Reproduce each line of the records below verbatim, with no changes.
--- Begin RAW DATA ---
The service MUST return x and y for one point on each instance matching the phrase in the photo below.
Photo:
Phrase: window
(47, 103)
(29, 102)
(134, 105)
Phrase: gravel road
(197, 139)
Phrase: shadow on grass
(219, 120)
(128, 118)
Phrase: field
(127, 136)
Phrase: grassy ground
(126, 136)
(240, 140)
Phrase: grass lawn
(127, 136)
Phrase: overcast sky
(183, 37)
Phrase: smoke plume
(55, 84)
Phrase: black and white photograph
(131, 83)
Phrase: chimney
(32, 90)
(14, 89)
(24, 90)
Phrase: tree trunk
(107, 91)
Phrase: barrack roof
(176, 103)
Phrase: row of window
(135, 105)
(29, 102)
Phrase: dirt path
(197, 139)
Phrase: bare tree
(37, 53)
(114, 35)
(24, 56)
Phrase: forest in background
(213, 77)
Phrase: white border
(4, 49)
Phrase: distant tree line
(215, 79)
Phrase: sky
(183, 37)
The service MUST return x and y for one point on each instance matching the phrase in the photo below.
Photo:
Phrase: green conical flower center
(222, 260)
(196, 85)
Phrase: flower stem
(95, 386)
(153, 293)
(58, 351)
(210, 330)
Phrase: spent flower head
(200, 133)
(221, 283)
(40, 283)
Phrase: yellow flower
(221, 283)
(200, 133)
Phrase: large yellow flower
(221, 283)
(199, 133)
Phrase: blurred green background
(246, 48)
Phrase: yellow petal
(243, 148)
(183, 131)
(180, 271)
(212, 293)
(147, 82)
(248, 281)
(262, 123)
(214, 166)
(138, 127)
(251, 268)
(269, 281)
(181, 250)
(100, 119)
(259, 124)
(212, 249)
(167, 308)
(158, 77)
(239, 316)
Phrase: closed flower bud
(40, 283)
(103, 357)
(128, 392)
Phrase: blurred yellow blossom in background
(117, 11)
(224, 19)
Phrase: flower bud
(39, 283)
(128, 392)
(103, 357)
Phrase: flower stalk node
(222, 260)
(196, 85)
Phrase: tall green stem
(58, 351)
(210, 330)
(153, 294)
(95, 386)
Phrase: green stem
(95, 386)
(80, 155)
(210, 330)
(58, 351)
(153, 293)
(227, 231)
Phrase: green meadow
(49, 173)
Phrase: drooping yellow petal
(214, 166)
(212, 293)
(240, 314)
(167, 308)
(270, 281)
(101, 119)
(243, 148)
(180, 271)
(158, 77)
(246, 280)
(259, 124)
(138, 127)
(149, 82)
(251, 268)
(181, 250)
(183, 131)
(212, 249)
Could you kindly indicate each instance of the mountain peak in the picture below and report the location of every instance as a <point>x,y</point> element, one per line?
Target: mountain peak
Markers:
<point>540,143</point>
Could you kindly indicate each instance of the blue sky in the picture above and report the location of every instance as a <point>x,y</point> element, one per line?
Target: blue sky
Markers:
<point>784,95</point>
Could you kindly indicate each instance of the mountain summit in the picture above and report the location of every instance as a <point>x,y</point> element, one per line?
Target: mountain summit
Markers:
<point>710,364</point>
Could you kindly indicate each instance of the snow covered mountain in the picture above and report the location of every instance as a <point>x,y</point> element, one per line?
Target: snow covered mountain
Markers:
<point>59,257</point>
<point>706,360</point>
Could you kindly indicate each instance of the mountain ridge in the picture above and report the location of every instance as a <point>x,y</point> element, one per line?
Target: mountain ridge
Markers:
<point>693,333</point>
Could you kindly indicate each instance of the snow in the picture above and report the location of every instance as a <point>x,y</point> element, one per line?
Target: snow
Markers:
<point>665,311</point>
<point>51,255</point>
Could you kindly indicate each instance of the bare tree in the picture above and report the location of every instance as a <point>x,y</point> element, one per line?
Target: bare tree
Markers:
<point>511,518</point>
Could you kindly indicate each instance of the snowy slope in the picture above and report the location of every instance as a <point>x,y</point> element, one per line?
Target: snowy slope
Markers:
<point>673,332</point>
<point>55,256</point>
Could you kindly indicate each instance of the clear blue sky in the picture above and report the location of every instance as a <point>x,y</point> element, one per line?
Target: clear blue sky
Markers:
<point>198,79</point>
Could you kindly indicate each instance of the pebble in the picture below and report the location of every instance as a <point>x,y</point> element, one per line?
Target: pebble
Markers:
--- End RAW DATA ---
_ANSWER TO THE TASK_
The service MUST return x and y for one point on each instance matching the phrase in the photo below.
Photo:
Phrase: window
(47, 103)
(29, 102)
(134, 105)
Phrase: gravel road
(197, 139)
Phrase: shadow on grass
(219, 120)
(128, 118)
Phrase: field
(127, 136)
Phrase: grassy ground
(126, 136)
(240, 140)
Phrase: grass lawn
(127, 136)
Phrase: overcast sky
(183, 37)
Phrase: smoke plume
(55, 84)
Phrase: black and white photograph
(131, 83)
Phrase: chimney
(32, 90)
(14, 89)
(24, 90)
Phrase: tree trunk
(107, 91)
Phrase: barrack roof
(176, 103)
Phrase: row of window
(135, 105)
(29, 102)
Phrase: dirt path
(197, 139)
Phrase: bare tree
(37, 53)
(114, 35)
(24, 56)
Phrase: forest in background
(213, 77)
Phrase: white border
(4, 49)
Phrase: distant tree line
(215, 79)
Phrase: sky
(183, 37)
The service MUST return x and y for one point on each instance matching the phrase in the photo below.
Photo:
Phrase: green conical flower center
(222, 260)
(196, 85)
Phrase: flower stem
(95, 386)
(153, 293)
(58, 351)
(210, 330)
Phrase: spent flower head
(200, 133)
(221, 283)
(40, 283)
Phrase: yellow flower
(221, 283)
(200, 133)
Phrase: large yellow flower
(221, 283)
(199, 133)
Phrase: blurred green background
(246, 48)
Phrase: yellow petal
(243, 148)
(183, 131)
(180, 271)
(212, 293)
(147, 82)
(248, 281)
(262, 123)
(214, 166)
(138, 127)
(251, 268)
(269, 281)
(181, 250)
(100, 119)
(259, 124)
(212, 249)
(167, 308)
(158, 77)
(239, 316)
Phrase: closed flower bud
(40, 283)
(103, 357)
(128, 392)
Phrase: blurred yellow blossom in background
(117, 11)
(224, 19)
Phrase: flower bud
(39, 283)
(128, 392)
(103, 357)
Phrase: flower stalk node
(222, 260)
(196, 85)
Phrase: tall green stem
(58, 351)
(210, 330)
(153, 294)
(95, 386)
Phrase: green stem
(95, 386)
(80, 155)
(210, 330)
(58, 351)
(153, 293)
(227, 231)
Phrase: green meadow
(49, 173)
Phrase: drooping yellow petal
(214, 166)
(212, 293)
(240, 314)
(167, 308)
(270, 281)
(101, 119)
(243, 148)
(180, 271)
(158, 77)
(246, 280)
(259, 124)
(138, 127)
(149, 82)
(251, 268)
(181, 250)
(183, 131)
(212, 249)
Could you kindly indicate each instance of the mountain peak in the picture below and report the location of every instance as a <point>x,y</point> element, one per line?
Target: mountain peak
Markers:
<point>540,143</point>
Could you kindly indicate each instance of the blue sky in the picture above and report the location of every instance as a <point>x,y</point> element, one per line?
Target: blue sky
Markers:
<point>784,95</point>
Could you kindly indicate each instance of the mountain summit in the picture above and report the location of every instance as a <point>x,y</point> element, one per line?
Target: mountain summit
Markers:
<point>710,364</point>
Could you kindly indicate each instance of the snow covered mountain in the picture above and report the location of every instance as a <point>x,y</point> element, one per line?
Target: snow covered mountain
Markers:
<point>59,257</point>
<point>706,360</point>
Could you kindly indicate each instance of the mountain ridge in the picture above and report the location of every instance as a <point>x,y</point> element, one per line?
Target: mountain ridge
Markers:
<point>693,333</point>
Could you kindly indicate each instance of the snow in the picture above and report the location of every instance as a <point>x,y</point> element, one per line?
Target: snow
Markers:
<point>665,311</point>
<point>51,255</point>
Could you kindly indicate each instance of the bare tree in the picture above and report the location of every instance as a <point>x,y</point> element, one per line?
Target: bare tree
Markers:
<point>511,518</point>
Could you kindly indicate each instance of the snowy slope in the picture above and report the location of every instance as a <point>x,y</point> element, one per line?
Target: snowy slope
Markers:
<point>673,332</point>
<point>55,256</point>
Could you kindly indicate each instance of the clear blue sky in the picture above and report the location of every instance as a <point>x,y</point> element, one per line?
Target: clear blue sky
Markers:
<point>198,79</point>
Could you kindly indicate each instance of the pebble in the picture below and report the location of every instance as a <point>x,y</point> element, one per line?
Target: pebble
Markers:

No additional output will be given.